#### Written exercise 1:
In the forum post below about a partner's lying and cheating, list each distinct word or phrase set inside double quotation marks, giving each only once.

Now, here I am, several years later in a relationship that I told myself I would never allow myself to be in (again). There is no "abuse" but there has been a history of lying & cheating. I won't go through the whole story as I posted the details of this catastrophe yesterday (Heart_Broken; "so confused"~ it's just a few posts down from yours if you want to read it). So again, my "advice" may sound a bit hypocritical. 
Regardless, I want to commend you on your decision to see a counselor. Maybe telling your counselor (privately) that this constant discussion is hurting your emotions more than helping? As far as your husband and his decision~ some people really do have to lose something to realize how much they need it; "you don't know what you got 'til it's gone". Maybe this was something that he really does regret, something he wishes he could take back. I think it's possible that this could be where his anger comes from. Maybe he isn't actually angry at you but at himself? I don't think it's a wise decision for him to have ANY type of relationship with this woman, friendship or not. Although I am sure this is something your counselor will eventually point-out to him, he needs to have no contact with her EVER again! I mean, honestly~ does a recovering alcoholic keep a bottle of Jack in the cabinet? Not if they are really trying to "recover". 
As far as the pain you're feeling, it will go away eventually. I know that probably seems impossible at this point, but you will heal. You have a family; you have children (I assume by your use of the word "family") who depend on you~ focus on them. Again, I know that our situations are very different & I am in no position to be advising anyone on anything, but I understand (to a certain extent) what you are feeling. I was devastated by my husband's actions/behavior. I was young, I thought that marriage was something sacred & that my 1st wedding would be my ONLY wedding. When it ended I was lost. I was an emotional wreck and I couldn't even begin to imagine how I could ever be happy again, or how I could ever trust anyone again. Now when I look back on it, it's as if it were all just a bad dream; as if none of it really happened to me~ almost like I am remembering a movie I watched. I am a firm believer in "everything happens for a reason". Most of the time we can't see how on earth anything good could ever come of the nightmare we are currently living, but it will lead you somewhere. Always remember, you don't deserve this. You do deserve better! Now, maybe if I read this out-loud to myself I can take my own "advice"?

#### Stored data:
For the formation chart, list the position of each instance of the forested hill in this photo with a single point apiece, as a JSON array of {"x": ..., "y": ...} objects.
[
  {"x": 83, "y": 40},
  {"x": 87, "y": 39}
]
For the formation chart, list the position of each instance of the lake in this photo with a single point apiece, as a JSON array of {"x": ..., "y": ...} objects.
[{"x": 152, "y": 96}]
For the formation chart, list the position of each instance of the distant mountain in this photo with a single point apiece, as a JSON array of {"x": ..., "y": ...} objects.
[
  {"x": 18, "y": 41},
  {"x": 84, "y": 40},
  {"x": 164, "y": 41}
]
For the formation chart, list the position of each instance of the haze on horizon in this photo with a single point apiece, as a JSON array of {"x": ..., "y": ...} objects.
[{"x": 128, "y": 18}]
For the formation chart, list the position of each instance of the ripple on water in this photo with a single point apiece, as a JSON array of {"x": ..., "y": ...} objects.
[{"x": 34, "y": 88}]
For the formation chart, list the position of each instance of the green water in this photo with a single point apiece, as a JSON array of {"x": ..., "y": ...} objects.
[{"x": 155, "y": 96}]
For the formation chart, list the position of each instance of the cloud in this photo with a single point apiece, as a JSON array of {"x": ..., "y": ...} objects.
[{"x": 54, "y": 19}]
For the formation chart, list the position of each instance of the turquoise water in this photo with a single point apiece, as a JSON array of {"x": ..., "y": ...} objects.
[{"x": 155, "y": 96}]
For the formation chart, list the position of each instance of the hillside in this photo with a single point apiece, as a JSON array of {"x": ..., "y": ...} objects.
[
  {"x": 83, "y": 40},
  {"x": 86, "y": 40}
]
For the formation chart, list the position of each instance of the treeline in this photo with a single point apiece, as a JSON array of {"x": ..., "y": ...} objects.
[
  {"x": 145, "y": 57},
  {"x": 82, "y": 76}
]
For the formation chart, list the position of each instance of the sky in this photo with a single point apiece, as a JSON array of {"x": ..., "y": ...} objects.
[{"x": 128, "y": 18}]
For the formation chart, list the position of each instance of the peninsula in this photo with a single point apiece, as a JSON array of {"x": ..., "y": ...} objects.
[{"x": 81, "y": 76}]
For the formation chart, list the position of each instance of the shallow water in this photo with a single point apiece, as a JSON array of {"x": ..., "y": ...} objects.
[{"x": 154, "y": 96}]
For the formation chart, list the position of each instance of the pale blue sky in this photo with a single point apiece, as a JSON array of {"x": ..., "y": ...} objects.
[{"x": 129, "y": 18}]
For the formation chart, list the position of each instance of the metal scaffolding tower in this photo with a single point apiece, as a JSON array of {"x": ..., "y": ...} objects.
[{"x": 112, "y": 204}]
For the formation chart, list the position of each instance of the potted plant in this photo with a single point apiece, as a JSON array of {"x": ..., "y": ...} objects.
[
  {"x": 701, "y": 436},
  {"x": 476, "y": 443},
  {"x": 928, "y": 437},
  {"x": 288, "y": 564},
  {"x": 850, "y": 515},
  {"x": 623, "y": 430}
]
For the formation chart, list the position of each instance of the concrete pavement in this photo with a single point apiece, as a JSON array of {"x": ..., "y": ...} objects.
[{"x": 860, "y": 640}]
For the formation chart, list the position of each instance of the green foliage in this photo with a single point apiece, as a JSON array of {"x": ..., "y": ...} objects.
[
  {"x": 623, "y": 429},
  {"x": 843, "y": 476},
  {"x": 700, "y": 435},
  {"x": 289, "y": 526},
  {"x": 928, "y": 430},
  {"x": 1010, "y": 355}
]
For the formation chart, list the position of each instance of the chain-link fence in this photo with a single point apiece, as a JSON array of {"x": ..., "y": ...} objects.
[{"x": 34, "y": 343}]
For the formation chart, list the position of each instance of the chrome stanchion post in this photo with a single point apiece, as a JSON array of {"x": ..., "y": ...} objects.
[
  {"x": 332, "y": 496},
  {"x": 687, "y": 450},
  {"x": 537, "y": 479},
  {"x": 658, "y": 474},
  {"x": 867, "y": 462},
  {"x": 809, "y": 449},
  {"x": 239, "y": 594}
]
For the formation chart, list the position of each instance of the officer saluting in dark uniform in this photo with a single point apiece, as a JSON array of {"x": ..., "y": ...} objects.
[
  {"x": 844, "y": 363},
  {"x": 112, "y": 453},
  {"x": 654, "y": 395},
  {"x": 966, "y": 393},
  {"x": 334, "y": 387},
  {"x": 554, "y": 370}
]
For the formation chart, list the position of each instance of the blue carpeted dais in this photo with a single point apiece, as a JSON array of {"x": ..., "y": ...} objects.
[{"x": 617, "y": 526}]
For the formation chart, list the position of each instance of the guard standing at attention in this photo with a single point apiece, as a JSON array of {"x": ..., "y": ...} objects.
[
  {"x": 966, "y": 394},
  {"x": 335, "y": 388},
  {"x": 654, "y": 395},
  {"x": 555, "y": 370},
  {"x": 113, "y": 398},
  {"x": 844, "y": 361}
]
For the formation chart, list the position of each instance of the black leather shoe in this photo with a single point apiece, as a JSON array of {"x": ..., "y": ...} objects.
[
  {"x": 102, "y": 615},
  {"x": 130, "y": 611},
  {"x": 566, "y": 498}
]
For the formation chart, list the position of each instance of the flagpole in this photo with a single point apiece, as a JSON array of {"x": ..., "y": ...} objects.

#### Written exercise 2:
From the records above, select every line that contains the string "blue".

#### Correct result 1:
- abuse
- so confused
- advice
- you don't know what you got 'til it's gone
- recover
- family
- everything happens for a reason

#### Correct result 2:
For the formation chart, list the position of each instance of the pale blue sky in this photo with a single point apiece, as a JSON array of {"x": ..., "y": ...} objects.
For the formation chart, list the position of each instance of the blue carpeted dais in this photo with a single point apiece, as a JSON array of {"x": ..., "y": ...} objects.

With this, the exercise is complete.